PROVIDED INFORMATION Start Marker
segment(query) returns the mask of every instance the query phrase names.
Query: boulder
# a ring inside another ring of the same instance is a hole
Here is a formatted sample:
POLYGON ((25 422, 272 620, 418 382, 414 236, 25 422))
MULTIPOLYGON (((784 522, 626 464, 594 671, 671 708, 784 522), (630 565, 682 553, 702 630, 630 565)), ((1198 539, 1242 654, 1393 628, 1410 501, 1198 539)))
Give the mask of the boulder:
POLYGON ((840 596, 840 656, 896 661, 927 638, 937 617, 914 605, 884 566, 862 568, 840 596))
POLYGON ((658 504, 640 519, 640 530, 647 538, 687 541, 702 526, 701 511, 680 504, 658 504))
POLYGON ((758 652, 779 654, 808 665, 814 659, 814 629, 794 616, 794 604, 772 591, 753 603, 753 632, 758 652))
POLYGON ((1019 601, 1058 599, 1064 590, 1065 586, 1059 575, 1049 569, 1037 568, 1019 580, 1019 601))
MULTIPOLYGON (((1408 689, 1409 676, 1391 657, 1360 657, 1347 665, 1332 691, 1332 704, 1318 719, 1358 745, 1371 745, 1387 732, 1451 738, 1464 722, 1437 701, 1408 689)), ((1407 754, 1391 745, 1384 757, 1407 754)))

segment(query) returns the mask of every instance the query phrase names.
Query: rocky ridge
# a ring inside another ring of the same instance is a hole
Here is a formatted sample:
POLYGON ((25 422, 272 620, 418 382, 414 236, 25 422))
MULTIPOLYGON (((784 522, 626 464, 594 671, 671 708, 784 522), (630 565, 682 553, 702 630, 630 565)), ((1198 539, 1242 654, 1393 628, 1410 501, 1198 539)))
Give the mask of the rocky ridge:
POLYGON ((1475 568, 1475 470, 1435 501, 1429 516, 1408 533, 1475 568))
PROVIDED INFORMATION End Marker
TO DO -
None of the records may be left out; each is to be restated exactly.

EXERCISE ANSWER -
segment(query) returns the mask of every instance the query phrase names.
Query: boulder
# a ring inside another ring of the same instance is a hole
Here is a formatted sample:
POLYGON ((25 422, 272 620, 418 382, 414 236, 25 422))
MULTIPOLYGON (((784 522, 626 464, 594 671, 671 708, 784 522), (630 565, 682 553, 702 630, 630 565)), ((1198 539, 1242 654, 1393 628, 1410 501, 1198 539)))
Give the mask of the boulder:
POLYGON ((840 596, 840 656, 896 661, 927 638, 937 617, 914 605, 884 566, 862 568, 840 596))
POLYGON ((658 504, 640 519, 640 530, 647 538, 687 541, 702 526, 701 511, 680 504, 658 504))
POLYGON ((758 652, 779 654, 808 665, 814 659, 814 629, 794 616, 794 604, 772 591, 753 603, 753 632, 758 652))
POLYGON ((1019 601, 1058 599, 1064 590, 1065 586, 1059 575, 1049 569, 1037 568, 1019 580, 1019 601))
MULTIPOLYGON (((1408 689, 1409 676, 1391 657, 1360 657, 1347 665, 1332 691, 1332 704, 1318 719, 1358 745, 1371 745, 1387 732, 1451 738, 1464 722, 1437 701, 1408 689)), ((1407 754, 1391 745, 1384 757, 1407 754)))

segment(query) returns the mask of every instance the query phrase names.
Query: rocky ridge
# a ring inside another ring of the same instance is a hole
Here is a formatted sample:
POLYGON ((25 422, 272 620, 418 382, 414 236, 25 422))
MULTIPOLYGON (((784 522, 626 464, 594 671, 671 708, 784 522), (630 565, 682 553, 702 630, 630 565)), ((1198 539, 1242 654, 1393 628, 1410 501, 1198 539)))
Give the mask of the rocky ridge:
POLYGON ((1475 568, 1475 470, 1435 501, 1429 516, 1408 533, 1475 568))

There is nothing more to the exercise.